[Point annotation entries]
= = = = = = =

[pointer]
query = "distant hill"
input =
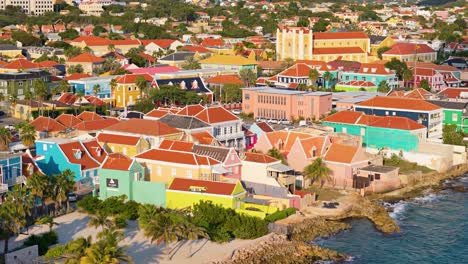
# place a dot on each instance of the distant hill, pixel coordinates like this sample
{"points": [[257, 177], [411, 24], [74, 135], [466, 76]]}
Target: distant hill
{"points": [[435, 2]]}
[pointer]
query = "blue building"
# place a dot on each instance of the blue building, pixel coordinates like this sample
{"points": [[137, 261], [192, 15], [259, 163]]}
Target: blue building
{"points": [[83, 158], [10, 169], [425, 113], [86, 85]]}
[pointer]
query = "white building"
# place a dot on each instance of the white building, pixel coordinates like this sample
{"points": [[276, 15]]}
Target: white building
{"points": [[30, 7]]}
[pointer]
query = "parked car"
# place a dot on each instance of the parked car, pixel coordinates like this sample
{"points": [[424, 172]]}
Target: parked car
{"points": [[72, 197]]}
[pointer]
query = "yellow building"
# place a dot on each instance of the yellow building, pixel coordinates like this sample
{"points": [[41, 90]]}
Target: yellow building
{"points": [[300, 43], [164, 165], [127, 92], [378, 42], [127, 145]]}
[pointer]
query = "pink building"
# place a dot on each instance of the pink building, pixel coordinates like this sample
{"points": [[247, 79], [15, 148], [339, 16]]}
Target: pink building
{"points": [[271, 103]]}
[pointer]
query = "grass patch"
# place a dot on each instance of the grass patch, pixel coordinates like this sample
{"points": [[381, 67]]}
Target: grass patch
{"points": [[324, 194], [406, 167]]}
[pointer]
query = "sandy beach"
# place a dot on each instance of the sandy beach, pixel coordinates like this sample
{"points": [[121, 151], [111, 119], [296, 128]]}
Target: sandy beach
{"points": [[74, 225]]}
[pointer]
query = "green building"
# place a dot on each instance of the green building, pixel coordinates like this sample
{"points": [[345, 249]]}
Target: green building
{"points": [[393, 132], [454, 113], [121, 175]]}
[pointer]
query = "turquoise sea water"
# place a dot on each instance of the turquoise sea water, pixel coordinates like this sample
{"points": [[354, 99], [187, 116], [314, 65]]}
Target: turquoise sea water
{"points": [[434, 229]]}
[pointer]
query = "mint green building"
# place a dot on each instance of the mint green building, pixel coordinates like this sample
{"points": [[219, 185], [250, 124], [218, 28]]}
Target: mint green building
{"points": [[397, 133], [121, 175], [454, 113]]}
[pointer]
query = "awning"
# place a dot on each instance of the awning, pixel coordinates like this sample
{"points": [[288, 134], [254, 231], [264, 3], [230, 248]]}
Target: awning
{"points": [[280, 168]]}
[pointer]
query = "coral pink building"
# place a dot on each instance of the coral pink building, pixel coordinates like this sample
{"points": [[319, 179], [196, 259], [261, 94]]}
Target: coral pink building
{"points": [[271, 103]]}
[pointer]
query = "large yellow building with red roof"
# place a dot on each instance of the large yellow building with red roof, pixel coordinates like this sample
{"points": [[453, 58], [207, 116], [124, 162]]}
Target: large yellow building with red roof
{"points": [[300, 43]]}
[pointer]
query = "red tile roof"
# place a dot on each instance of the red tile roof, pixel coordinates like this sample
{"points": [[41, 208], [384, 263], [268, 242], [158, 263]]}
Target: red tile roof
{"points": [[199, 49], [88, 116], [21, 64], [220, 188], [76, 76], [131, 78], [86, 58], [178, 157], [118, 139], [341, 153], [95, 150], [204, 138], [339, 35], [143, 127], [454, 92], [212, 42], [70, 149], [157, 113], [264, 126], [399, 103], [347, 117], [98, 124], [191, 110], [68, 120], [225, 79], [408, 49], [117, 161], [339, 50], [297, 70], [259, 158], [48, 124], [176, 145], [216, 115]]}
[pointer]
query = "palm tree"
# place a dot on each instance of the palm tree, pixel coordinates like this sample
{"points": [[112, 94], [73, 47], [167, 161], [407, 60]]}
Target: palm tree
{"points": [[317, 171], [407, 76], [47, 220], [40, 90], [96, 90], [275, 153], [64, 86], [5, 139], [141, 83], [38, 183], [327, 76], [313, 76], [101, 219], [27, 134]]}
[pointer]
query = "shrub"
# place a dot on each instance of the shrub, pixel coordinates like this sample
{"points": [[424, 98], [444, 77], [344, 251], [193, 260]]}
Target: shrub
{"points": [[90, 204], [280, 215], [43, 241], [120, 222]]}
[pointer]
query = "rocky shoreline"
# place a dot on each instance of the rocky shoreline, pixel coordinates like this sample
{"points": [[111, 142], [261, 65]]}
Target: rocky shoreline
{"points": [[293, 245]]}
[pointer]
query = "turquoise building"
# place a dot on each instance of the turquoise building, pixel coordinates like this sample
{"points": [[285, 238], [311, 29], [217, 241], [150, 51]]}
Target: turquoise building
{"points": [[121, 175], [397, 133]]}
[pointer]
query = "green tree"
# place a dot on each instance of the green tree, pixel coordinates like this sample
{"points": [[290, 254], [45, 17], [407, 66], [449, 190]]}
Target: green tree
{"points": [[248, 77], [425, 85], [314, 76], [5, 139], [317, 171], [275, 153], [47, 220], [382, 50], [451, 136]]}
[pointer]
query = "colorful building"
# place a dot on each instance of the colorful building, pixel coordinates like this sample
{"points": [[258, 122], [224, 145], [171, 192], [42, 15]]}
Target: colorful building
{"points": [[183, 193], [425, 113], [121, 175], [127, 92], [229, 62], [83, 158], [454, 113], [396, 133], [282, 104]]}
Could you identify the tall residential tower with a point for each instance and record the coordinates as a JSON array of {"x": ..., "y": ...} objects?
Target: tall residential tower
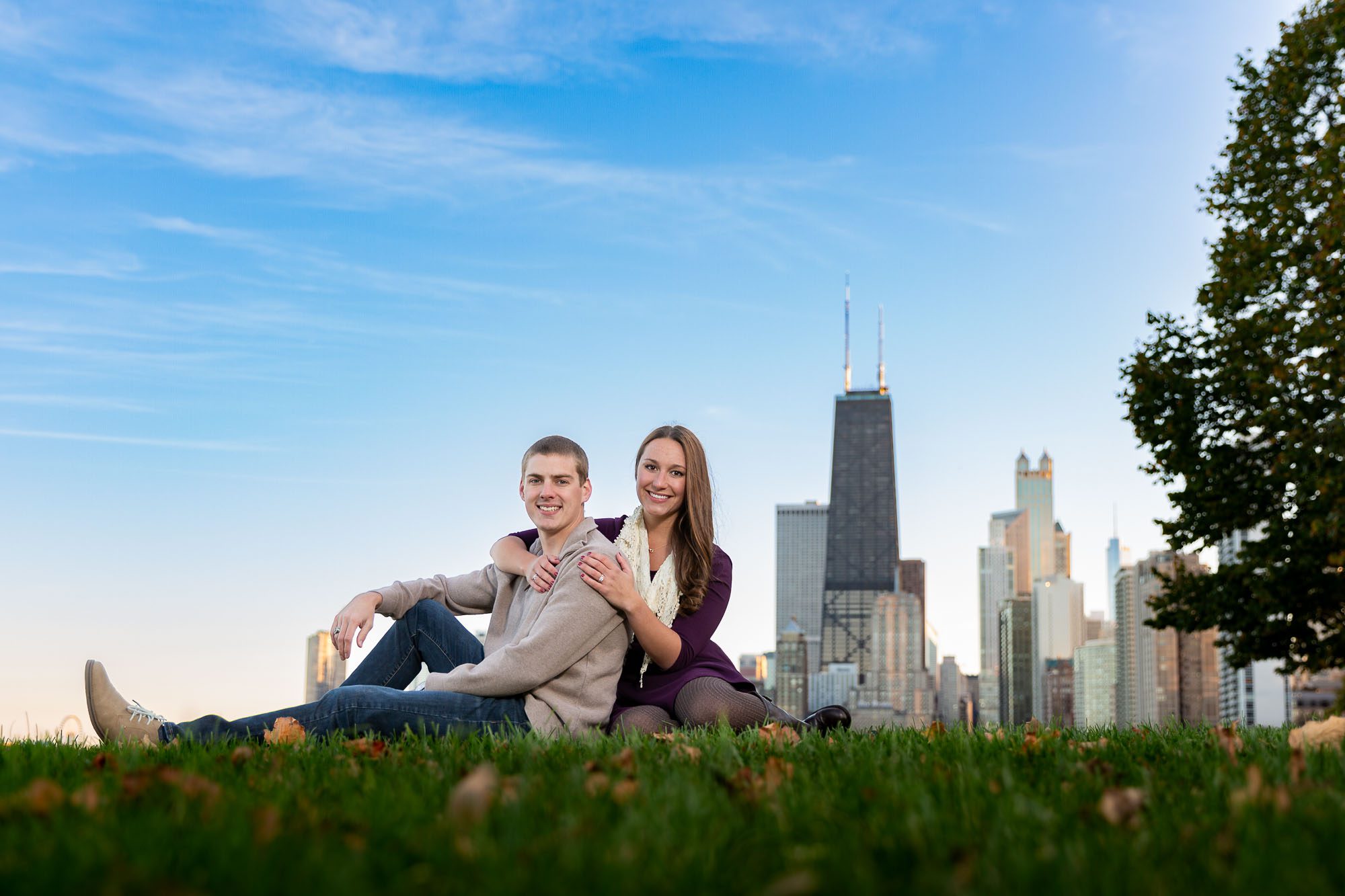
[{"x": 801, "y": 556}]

= = = = = = =

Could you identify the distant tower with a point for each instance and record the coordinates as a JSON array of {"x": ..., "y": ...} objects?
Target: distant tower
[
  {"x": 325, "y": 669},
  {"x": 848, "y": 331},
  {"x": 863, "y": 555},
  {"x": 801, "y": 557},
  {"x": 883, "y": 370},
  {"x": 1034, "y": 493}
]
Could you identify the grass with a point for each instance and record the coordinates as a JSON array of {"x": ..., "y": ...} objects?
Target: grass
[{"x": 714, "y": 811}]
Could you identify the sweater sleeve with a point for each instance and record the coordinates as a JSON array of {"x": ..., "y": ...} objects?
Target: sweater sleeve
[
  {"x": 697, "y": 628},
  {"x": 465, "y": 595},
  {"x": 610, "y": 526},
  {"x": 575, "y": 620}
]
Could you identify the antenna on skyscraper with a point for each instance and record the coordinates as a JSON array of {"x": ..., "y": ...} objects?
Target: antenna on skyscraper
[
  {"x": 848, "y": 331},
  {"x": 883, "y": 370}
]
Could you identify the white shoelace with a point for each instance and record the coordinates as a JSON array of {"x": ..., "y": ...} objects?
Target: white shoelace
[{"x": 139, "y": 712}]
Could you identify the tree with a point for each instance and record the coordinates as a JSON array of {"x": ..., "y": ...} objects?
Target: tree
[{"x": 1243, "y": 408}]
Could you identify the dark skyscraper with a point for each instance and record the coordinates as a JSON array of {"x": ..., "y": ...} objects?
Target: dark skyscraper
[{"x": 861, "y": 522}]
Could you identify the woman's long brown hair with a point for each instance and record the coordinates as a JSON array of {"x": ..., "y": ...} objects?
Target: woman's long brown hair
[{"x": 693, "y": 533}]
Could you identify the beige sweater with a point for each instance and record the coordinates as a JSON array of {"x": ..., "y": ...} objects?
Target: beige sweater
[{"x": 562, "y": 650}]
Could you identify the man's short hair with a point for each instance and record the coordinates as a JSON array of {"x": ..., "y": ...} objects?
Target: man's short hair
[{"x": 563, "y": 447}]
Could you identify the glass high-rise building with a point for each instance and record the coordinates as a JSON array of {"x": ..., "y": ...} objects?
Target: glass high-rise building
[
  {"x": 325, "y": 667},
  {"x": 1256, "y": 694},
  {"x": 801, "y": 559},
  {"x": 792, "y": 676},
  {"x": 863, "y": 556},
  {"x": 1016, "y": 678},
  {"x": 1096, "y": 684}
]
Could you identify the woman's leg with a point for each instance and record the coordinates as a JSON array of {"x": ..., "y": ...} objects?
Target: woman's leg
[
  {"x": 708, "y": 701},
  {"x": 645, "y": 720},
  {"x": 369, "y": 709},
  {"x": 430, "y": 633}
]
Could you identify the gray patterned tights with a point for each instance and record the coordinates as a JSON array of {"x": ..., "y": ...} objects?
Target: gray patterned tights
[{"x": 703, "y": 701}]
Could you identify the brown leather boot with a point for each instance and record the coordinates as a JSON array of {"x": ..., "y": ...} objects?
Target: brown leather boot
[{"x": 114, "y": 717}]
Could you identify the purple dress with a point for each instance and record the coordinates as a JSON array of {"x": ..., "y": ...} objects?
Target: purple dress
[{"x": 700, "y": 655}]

= = = = = = =

• Work to do:
Return every line in the entries above that contains the word "white".

• Solution to this exercise:
query = "white building"
# place a dot on each instance of the white building, pixel coordinates like this sample
Target: white building
Could you identify the white shoelace with a point for each instance and record the coordinates as a JSON array of {"x": ..., "y": ...} objects?
Target: white shoelace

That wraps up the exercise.